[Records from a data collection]
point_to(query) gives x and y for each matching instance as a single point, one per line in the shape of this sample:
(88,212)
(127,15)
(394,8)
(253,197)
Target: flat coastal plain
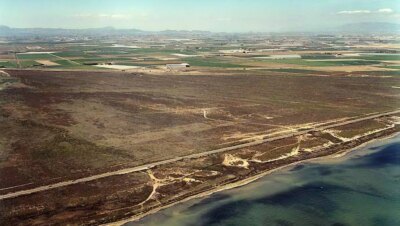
(90,147)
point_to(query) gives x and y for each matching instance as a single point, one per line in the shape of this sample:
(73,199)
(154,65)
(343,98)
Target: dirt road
(199,155)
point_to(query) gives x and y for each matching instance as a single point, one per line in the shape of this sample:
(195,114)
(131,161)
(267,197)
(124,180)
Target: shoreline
(336,155)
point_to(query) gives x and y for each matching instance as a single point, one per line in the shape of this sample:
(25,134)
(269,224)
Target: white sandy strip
(245,181)
(118,67)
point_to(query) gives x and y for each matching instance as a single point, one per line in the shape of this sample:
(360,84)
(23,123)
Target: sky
(211,15)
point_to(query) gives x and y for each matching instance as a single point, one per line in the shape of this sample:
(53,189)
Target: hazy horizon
(215,16)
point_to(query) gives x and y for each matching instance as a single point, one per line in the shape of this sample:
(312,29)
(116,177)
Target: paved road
(203,154)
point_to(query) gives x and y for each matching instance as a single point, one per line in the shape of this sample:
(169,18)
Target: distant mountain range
(375,28)
(362,28)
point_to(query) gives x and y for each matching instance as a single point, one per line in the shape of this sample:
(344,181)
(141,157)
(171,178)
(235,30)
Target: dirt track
(151,165)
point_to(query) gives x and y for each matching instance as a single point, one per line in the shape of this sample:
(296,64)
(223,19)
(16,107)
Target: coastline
(335,155)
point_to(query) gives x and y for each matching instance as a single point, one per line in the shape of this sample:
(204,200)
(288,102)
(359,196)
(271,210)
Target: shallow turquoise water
(362,188)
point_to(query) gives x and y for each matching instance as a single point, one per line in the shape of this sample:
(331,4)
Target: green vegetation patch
(211,62)
(318,56)
(380,57)
(8,64)
(44,56)
(325,63)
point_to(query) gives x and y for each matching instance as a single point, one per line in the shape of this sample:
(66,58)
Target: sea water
(361,188)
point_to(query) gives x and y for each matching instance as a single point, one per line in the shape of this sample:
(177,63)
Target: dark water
(362,188)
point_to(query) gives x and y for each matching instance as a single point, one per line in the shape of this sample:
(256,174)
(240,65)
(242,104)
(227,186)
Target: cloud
(101,16)
(386,10)
(363,11)
(355,12)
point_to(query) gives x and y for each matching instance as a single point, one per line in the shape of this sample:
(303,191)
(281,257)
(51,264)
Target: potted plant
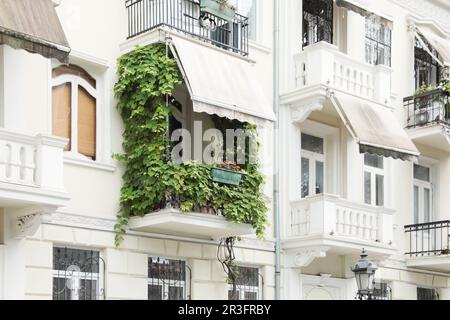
(227,173)
(219,8)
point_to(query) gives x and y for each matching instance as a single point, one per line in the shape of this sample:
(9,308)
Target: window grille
(427,294)
(382,291)
(378,41)
(247,285)
(166,279)
(77,274)
(317,21)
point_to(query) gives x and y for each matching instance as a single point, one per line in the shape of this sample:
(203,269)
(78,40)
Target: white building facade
(361,164)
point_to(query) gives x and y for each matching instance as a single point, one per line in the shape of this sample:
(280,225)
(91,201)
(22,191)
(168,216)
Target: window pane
(421,173)
(426,205)
(380,190)
(154,292)
(367,188)
(175,293)
(87,123)
(61,112)
(416,204)
(319,177)
(305,178)
(373,161)
(311,143)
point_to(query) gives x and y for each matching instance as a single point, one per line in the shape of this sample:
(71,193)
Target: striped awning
(33,25)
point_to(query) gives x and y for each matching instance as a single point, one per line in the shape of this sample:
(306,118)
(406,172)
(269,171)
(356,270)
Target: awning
(222,84)
(374,127)
(33,25)
(441,45)
(359,8)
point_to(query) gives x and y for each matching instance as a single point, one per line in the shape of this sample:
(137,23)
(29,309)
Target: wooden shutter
(86,123)
(61,112)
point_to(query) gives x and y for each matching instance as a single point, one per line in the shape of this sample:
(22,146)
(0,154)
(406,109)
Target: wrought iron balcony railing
(428,108)
(186,16)
(429,239)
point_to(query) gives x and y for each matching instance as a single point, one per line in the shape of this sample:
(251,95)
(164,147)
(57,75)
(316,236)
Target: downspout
(276,187)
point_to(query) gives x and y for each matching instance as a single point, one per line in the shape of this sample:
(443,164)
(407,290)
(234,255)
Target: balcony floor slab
(198,225)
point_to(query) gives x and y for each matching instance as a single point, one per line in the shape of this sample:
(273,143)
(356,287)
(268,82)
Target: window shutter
(61,112)
(86,123)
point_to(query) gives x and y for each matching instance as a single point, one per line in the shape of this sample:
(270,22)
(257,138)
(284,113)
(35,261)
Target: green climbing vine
(151,181)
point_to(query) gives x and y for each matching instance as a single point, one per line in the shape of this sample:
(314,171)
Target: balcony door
(422,194)
(312,165)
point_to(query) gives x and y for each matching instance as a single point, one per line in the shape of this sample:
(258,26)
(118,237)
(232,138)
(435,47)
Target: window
(317,21)
(247,8)
(378,41)
(373,180)
(166,279)
(76,274)
(312,165)
(422,194)
(425,67)
(382,291)
(247,284)
(74,109)
(427,294)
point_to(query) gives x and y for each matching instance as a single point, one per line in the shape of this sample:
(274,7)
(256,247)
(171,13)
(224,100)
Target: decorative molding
(304,257)
(29,220)
(436,11)
(78,221)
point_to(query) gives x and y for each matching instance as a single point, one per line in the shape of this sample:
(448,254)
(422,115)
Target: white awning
(222,84)
(441,45)
(374,127)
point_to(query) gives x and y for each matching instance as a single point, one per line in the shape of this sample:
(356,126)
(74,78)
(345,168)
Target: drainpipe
(276,188)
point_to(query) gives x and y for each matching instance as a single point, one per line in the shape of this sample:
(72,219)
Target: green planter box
(217,9)
(226,176)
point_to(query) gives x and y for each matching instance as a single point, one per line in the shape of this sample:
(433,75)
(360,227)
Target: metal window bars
(167,279)
(77,274)
(429,239)
(431,107)
(317,21)
(185,16)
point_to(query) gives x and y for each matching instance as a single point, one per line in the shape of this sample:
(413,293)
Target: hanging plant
(151,181)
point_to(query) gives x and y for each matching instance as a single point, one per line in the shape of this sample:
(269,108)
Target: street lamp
(364,271)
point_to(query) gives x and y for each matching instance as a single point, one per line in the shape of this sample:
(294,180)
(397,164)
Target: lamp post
(364,271)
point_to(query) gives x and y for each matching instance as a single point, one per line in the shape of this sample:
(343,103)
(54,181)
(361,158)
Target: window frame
(313,158)
(100,285)
(76,82)
(243,289)
(422,185)
(429,63)
(377,21)
(98,69)
(328,22)
(185,284)
(374,172)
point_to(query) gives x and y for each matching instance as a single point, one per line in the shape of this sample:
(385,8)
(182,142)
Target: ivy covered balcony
(176,181)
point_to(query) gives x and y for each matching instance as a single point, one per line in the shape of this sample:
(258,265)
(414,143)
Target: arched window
(74,109)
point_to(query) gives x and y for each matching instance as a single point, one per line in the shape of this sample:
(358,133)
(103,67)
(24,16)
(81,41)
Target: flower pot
(217,9)
(226,176)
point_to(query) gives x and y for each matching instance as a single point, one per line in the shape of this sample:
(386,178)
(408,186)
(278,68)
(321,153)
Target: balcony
(341,226)
(186,17)
(429,245)
(31,170)
(322,64)
(191,224)
(428,119)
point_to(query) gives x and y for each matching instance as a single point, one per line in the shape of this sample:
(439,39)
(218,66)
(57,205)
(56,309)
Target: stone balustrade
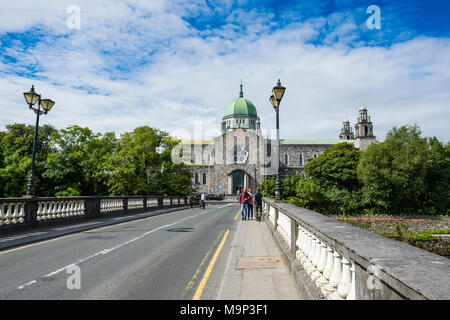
(12,212)
(111,205)
(333,260)
(16,213)
(48,210)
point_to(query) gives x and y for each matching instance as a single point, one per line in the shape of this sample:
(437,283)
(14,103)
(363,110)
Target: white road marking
(106,251)
(20,236)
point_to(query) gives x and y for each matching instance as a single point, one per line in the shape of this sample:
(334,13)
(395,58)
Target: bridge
(160,248)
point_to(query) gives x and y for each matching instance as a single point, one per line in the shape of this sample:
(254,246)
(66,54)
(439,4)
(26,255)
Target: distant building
(241,157)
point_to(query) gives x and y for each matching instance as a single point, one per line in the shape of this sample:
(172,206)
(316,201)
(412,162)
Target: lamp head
(273,101)
(278,91)
(47,104)
(31,97)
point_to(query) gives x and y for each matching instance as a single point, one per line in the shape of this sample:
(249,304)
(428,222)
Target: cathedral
(242,157)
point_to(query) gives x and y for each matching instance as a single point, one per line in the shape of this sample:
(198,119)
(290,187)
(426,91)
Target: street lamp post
(275,100)
(31,97)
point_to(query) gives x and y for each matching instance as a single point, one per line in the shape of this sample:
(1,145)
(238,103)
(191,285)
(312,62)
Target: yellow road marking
(199,269)
(74,234)
(202,284)
(237,215)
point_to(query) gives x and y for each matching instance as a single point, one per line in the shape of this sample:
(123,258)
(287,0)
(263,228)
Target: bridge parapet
(333,260)
(16,213)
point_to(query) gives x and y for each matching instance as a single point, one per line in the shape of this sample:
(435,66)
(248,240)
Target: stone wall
(366,266)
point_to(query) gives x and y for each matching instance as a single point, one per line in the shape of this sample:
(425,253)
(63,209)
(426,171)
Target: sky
(176,65)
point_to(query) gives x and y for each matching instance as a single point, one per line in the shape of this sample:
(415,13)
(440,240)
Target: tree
(77,167)
(394,172)
(335,167)
(438,176)
(308,194)
(289,186)
(16,145)
(268,187)
(143,166)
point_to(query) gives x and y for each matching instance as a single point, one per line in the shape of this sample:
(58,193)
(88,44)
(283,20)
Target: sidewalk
(255,269)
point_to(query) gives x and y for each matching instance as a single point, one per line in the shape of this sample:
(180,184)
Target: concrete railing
(333,260)
(22,212)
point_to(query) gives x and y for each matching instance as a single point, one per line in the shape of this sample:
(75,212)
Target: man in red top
(244,198)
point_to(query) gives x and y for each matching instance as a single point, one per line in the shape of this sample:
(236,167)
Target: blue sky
(173,64)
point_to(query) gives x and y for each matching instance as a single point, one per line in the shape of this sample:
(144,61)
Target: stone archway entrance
(237,178)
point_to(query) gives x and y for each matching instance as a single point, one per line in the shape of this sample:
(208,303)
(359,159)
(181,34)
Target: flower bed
(420,232)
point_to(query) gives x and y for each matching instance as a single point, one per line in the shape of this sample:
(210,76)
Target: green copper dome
(241,106)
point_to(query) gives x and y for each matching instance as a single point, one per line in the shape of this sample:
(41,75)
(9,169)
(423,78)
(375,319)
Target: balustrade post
(92,207)
(352,294)
(31,208)
(325,279)
(160,202)
(336,275)
(294,235)
(275,222)
(125,204)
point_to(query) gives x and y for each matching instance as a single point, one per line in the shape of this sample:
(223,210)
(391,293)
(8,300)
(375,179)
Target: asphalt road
(178,255)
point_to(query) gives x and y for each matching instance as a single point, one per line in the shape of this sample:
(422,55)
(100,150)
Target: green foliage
(310,193)
(335,167)
(16,146)
(77,162)
(405,173)
(289,186)
(268,188)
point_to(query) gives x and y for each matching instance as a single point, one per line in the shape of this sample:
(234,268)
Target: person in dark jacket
(244,198)
(257,204)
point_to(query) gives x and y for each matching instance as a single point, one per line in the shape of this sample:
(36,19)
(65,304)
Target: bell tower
(364,130)
(346,131)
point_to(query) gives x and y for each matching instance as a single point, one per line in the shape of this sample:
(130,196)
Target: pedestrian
(203,199)
(190,200)
(250,204)
(244,198)
(257,203)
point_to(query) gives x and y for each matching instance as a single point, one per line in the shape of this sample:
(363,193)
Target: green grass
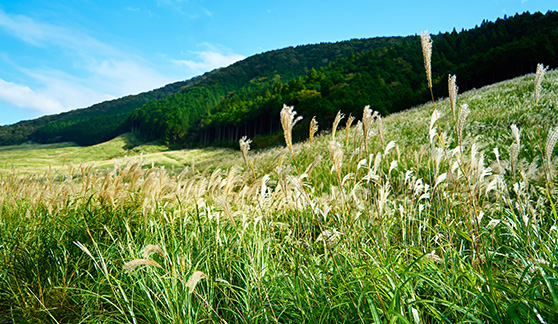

Exercise objective → Count the lines in the listing above that contain the word "street", where case counts, and give only the number.

Task result → 2